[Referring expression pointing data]
□ □ □
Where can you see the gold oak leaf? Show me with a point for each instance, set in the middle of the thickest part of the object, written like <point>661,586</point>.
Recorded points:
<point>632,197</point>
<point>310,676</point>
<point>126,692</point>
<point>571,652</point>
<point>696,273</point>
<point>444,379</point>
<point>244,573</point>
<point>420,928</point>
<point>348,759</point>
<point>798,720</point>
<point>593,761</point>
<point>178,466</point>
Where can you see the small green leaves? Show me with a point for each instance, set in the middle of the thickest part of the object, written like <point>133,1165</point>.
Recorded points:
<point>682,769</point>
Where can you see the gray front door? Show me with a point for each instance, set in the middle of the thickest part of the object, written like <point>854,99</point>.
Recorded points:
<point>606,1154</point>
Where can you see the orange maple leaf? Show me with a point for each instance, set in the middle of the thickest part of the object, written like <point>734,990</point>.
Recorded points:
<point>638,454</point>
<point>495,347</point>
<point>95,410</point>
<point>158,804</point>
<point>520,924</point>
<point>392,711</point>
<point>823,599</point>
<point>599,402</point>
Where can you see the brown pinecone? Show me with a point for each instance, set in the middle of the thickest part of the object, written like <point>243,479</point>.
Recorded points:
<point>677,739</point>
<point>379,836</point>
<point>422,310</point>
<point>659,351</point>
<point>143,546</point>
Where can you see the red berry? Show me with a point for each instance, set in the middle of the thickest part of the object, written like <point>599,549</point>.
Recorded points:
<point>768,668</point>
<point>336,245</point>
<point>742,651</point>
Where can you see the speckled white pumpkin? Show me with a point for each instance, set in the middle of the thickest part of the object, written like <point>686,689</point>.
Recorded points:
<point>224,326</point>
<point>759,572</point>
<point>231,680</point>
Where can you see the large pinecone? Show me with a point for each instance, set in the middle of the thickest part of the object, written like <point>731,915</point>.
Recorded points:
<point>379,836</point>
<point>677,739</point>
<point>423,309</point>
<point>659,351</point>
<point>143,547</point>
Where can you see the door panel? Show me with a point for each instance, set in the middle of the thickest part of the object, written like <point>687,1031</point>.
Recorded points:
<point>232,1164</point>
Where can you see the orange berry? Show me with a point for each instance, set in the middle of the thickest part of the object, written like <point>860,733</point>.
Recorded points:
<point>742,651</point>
□ □ □
Brief: Repeat every entry above exactly, leaving nothing out.

Finished task:
Where can you see the gold oak leaf? Show me with a point for each instance, set in the middle of the thickest part of the object, written like <point>661,586</point>.
Recorded points:
<point>632,197</point>
<point>310,676</point>
<point>126,692</point>
<point>571,652</point>
<point>696,273</point>
<point>444,379</point>
<point>244,573</point>
<point>420,928</point>
<point>348,759</point>
<point>798,720</point>
<point>593,761</point>
<point>178,466</point>
Where can you see the small green leaves? Show me with a point for each instance, set in the middle of the thickest part of the object, written like <point>133,1165</point>.
Recorded points:
<point>682,769</point>
Where can you see the gray front door? Show me with a point for each instance, set in the middle of the thickest part of the object, written like <point>854,99</point>.
Recorded points:
<point>606,1154</point>
Where can you see the orange maple leaf? Show me with a point for each instance, set in the middle of the thickest part of the object, written like <point>734,990</point>.
Recorded points:
<point>638,454</point>
<point>495,347</point>
<point>95,410</point>
<point>158,804</point>
<point>520,924</point>
<point>392,711</point>
<point>823,599</point>
<point>599,402</point>
Where can you see the brown pinecone? Show me with a point for each instance, set in the middle of the thickest part of the object, written like <point>243,479</point>.
Recorded points:
<point>677,739</point>
<point>379,836</point>
<point>422,310</point>
<point>659,351</point>
<point>143,546</point>
Where can you see the red berry? Show me with a point for each instance, set in the middle of the thickest part of the object, written like <point>599,549</point>.
Recorded points:
<point>768,668</point>
<point>336,245</point>
<point>742,651</point>
Where can you see the speckled white pumpkin? Show me with a point for each instance, set in the middle of the thickest part of the object, written like <point>686,689</point>.
Recorded points:
<point>224,326</point>
<point>759,572</point>
<point>231,680</point>
Where can you see the large pinecone? Show me with a point for each instance, set in the middle of the thickest part of the object, written like <point>731,915</point>.
Recorded points:
<point>379,836</point>
<point>677,739</point>
<point>423,309</point>
<point>659,351</point>
<point>143,547</point>
Where can you see the door panel? Show me with a point for each instance, set in the middle of the thickest part of the object, written like <point>687,1031</point>.
Recorded points:
<point>232,1164</point>
Where can you see the orange berry? Show me with a point for each instance, set in the middle of the thickest part of the object, written like <point>860,733</point>.
Recorded points:
<point>742,651</point>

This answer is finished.